_Do this_
Count the lines of the data below that contain the string "reflection". Give only the number.

# Start of Source records

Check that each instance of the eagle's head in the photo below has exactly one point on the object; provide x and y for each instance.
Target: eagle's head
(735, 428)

# End of Source records
# Start of Source records

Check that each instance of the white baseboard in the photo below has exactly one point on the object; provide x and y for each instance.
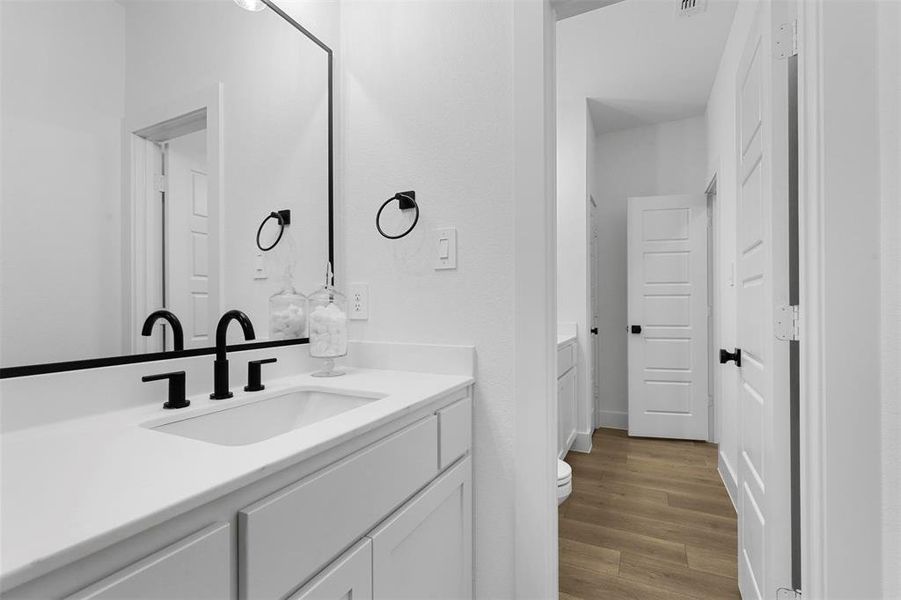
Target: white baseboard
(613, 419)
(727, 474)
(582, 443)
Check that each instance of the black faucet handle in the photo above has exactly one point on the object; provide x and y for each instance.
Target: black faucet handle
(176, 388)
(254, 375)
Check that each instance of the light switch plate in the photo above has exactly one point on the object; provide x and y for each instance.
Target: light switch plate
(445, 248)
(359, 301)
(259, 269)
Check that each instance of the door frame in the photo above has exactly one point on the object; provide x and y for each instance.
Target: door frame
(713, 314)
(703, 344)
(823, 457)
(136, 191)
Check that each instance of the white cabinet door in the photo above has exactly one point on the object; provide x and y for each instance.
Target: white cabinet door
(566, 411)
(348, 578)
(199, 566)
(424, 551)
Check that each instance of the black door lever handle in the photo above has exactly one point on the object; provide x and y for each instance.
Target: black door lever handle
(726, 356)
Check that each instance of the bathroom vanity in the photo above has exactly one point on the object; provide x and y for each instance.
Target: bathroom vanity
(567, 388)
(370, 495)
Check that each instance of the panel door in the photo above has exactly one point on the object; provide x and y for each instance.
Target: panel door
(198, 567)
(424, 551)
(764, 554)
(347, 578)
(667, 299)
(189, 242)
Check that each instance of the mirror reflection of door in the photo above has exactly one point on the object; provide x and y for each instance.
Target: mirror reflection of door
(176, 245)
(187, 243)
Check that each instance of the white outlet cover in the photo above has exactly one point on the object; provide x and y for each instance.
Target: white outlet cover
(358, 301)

# End of Source records
# Start of Source records

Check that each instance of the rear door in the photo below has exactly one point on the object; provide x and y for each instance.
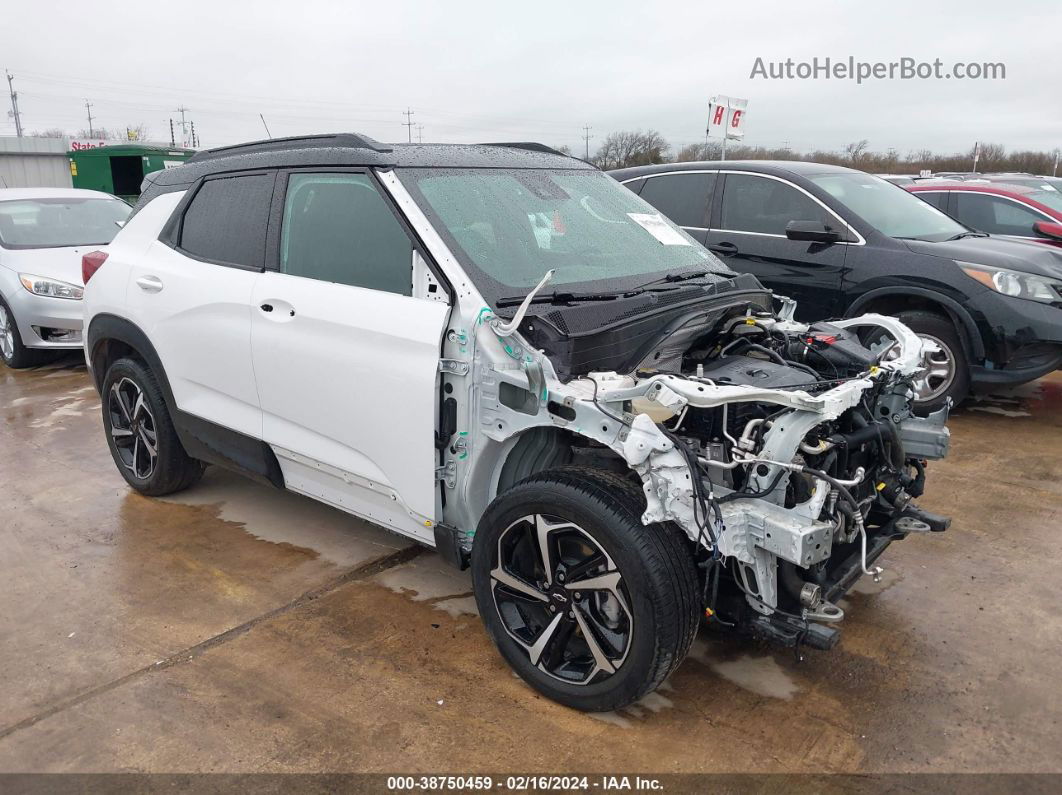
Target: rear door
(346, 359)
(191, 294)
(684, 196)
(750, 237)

# End of Source records

_Complete output_
2